··· Teks ···

Mungkin banyak di antara kita yang bertanya-tanya soal berapa sih total populasi umat manusia yang mampu ditampung oleh bumi? Atau berapa batas maksimal populasi dunia tanpa tanpa memperebutkan dan berperang demi sumber daya alam?
Jika hanya mempertimbangkan wilayah yang bisa ditempati manusia maka bumi dapat menampung banyak populasi, hitungan kasarnya akan lebih dari 1 triliun. Jika menghitung luas bumi yang mampu menampung manusia yang berdiri di permukaannya maka jumlahnya meningkat drastis, yakni 1.500 triliun. Ilustrasinya seperti gambar di bawah.
Jumlah Manusia yang Mampu Ditampung Bumi
Masalah utamanya bukanlah jumlah manusia melainkan sumber daya yang terus menyusut dan tak mampu diperbarui. Sebut saja air tawar, saat ini manusia mengonsumsi sekitar 70% air dan hanya menyisakan 30% untuk mahluk hidup lainnya. Kita sebagai manusia adalah spesies yang paling banyak berevolusi sekaligus paling banyak menghilangkan (punah) spesies lainnya.
Simplenya, tingkat kerusakan alam tidak sebanding dengan pembaharuan atau perbaikan dari alam itu sendiri. Dalam sejarah planet bumi, kita sudah mengalami lima kepunahan massal sejak 4,5 miliar tahun sejarah. Peristiwa kepunahan terakhir adalah Kapur-Paleogen yang terjadi 66 juta tahun yang lalu.
“Saya pikir, kita tak akan bertahan dalam 100 tahun lagi. Jika bisa bertahan pun, semua pasti sudah hancur,”
Steven Hawking
Tahun 2023 kita semua warga Indonesia dan dunia telah merasakan bagaimana pemanasan global itu nyata dengan terpecahkannya rekor suhu terpanas bumi. Ya, banyak dari kita yang ‘sambat’ soal betapa panasnya suhu di banyak daerah, tapi percayalah bahwa trend kenaikan suhu ini akan terus berlanjut.
Manusia Menuju Kepunahan Massal
Kembali lagi ke soal jumlah populasi yang mampu ditampung bumi. Tingkat kepunahan kehidupan di Bumi saat ini belum memenuhi syarat sebagai peristiwa kepunahan massal. Namun yang harus kamu ketahui adalah tren saat ini sedang mengarah kepada kepunahan massal yang keenam, dan penyebabnya tak lain adalah manusia.

···

**Syarat Latihan**
1 > Menurut teks tentang daya tampung bumi, apa nama peristiwa kepunahan massal terakhir dan kapan terjadinya?
2 > Terjemahkan kalimat dari teks tentang daya tampung bumi ini ke dalam bahasa Inggris: "Masalah utamanya bukanlah jumlah manusia melainkan sumber daya yang terus menyusut dan tak mampu diperbarui."
Catatan-catatan ini diambil dari sumber yang berbeda.

··· Bagian Data ···

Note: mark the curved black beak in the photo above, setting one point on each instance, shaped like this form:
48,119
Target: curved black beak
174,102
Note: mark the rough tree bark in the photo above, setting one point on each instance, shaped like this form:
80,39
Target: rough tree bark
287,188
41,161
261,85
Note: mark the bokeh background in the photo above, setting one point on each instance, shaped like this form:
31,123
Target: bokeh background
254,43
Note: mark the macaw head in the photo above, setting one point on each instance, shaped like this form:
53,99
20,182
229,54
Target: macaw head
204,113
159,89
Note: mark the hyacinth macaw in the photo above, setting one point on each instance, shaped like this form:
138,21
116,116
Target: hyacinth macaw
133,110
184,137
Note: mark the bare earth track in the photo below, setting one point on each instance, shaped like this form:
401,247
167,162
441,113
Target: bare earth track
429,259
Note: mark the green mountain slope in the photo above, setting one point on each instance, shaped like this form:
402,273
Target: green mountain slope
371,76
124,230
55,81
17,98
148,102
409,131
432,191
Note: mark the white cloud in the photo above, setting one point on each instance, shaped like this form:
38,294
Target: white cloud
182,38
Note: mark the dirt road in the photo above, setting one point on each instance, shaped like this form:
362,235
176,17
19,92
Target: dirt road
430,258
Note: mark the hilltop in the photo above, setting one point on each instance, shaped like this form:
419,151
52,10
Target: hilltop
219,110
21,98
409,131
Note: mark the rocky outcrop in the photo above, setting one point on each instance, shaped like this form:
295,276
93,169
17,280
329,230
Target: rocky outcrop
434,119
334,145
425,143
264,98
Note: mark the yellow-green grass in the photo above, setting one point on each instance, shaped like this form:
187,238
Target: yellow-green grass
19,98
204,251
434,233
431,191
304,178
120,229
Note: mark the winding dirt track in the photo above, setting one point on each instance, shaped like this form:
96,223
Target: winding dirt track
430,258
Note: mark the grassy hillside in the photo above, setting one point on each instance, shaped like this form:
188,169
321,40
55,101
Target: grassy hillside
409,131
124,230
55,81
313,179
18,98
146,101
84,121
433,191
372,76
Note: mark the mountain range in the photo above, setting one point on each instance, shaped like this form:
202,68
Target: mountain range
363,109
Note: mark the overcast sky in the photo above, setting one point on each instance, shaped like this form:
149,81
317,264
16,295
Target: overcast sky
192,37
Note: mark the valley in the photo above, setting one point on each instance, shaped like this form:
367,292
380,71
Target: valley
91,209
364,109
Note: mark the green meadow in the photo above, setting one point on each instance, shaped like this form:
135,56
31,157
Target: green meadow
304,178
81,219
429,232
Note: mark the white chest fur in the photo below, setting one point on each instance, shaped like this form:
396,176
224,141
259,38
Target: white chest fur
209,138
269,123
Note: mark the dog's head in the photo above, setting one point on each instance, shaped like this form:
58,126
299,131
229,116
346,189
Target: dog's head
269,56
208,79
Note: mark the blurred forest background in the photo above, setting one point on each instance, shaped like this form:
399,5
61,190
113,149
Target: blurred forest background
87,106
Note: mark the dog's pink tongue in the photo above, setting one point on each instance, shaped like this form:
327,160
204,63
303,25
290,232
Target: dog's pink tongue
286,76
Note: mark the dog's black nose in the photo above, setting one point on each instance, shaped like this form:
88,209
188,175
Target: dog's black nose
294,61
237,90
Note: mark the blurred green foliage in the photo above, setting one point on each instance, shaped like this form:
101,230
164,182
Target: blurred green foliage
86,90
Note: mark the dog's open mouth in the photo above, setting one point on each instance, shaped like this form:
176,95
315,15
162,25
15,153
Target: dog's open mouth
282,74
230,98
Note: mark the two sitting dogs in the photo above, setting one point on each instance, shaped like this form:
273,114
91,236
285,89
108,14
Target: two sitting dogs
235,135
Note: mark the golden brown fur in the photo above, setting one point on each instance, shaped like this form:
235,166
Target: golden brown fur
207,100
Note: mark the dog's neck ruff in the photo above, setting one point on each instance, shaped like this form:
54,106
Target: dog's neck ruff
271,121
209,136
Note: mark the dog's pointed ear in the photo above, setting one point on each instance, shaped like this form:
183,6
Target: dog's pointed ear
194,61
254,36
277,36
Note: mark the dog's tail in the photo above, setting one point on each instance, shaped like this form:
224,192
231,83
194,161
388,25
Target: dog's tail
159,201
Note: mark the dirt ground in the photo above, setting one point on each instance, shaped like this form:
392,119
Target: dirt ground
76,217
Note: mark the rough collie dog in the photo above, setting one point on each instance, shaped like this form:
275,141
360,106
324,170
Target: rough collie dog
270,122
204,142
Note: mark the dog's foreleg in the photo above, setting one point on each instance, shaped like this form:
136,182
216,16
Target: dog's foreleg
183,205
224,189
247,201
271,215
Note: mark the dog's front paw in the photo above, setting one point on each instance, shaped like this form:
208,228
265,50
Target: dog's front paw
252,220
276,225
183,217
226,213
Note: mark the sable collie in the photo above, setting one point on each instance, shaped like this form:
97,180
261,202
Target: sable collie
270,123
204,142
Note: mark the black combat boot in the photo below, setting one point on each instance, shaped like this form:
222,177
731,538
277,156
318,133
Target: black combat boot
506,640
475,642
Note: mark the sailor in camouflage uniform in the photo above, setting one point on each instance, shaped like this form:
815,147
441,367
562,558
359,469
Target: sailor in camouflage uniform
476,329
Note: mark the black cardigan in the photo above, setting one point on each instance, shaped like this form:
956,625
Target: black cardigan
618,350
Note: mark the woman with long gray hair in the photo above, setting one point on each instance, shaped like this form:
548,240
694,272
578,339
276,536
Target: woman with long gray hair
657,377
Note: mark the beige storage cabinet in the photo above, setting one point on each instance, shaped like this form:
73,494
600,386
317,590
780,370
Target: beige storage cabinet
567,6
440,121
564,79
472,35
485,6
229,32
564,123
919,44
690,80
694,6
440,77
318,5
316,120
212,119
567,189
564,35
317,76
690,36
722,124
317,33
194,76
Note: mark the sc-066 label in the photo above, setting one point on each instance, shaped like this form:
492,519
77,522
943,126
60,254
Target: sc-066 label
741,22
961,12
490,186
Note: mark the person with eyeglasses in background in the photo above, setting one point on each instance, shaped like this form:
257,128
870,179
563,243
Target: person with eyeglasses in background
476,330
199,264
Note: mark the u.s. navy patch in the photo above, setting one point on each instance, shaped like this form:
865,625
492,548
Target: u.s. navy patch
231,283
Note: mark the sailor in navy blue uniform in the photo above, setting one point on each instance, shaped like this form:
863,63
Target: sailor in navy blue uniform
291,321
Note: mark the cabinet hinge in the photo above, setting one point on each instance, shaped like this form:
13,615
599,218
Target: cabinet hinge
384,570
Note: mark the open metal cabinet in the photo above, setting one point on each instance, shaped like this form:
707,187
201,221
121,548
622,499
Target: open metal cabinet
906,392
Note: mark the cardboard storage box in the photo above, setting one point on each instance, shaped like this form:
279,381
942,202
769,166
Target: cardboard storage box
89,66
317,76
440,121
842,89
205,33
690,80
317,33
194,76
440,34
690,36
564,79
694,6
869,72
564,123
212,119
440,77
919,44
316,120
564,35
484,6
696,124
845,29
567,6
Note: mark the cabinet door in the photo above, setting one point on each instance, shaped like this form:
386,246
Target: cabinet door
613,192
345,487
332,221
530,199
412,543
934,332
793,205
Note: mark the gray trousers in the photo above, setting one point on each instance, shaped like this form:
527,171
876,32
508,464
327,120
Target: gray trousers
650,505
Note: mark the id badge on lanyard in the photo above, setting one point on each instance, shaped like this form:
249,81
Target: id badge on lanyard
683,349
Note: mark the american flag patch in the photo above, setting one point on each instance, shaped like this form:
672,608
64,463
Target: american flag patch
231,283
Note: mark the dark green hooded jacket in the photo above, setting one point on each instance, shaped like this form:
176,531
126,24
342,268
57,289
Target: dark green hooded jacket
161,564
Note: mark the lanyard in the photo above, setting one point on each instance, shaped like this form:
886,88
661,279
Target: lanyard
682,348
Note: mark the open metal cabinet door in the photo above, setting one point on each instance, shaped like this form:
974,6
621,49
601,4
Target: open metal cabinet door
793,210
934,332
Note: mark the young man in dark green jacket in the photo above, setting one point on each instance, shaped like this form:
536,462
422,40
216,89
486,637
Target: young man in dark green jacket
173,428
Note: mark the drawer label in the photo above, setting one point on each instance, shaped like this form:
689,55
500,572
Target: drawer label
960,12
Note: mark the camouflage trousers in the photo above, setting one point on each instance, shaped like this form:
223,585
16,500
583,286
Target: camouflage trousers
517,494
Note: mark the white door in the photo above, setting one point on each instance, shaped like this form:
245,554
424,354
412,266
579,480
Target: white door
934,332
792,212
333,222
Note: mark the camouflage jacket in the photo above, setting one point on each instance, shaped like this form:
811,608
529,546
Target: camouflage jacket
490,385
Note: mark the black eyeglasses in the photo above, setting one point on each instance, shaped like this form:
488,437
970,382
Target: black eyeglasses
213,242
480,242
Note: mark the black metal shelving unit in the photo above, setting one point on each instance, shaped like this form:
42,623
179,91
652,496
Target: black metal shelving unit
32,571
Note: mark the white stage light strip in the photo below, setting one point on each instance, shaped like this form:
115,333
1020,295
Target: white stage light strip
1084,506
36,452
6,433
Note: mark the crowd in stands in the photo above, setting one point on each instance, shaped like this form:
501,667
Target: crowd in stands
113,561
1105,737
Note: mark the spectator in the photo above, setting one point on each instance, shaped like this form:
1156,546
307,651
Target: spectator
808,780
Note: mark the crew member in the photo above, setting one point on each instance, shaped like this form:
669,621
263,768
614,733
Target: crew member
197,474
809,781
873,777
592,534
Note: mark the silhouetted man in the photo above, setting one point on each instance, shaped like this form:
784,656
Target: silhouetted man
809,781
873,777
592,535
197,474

···

**Jawaban Latihan**
1 > Kapur-Paleogen, yang terjadi 66 juta tahun yang lalu.

2 > The main problem is not the number of people but the resources that keep shrinking and cannot be renewed.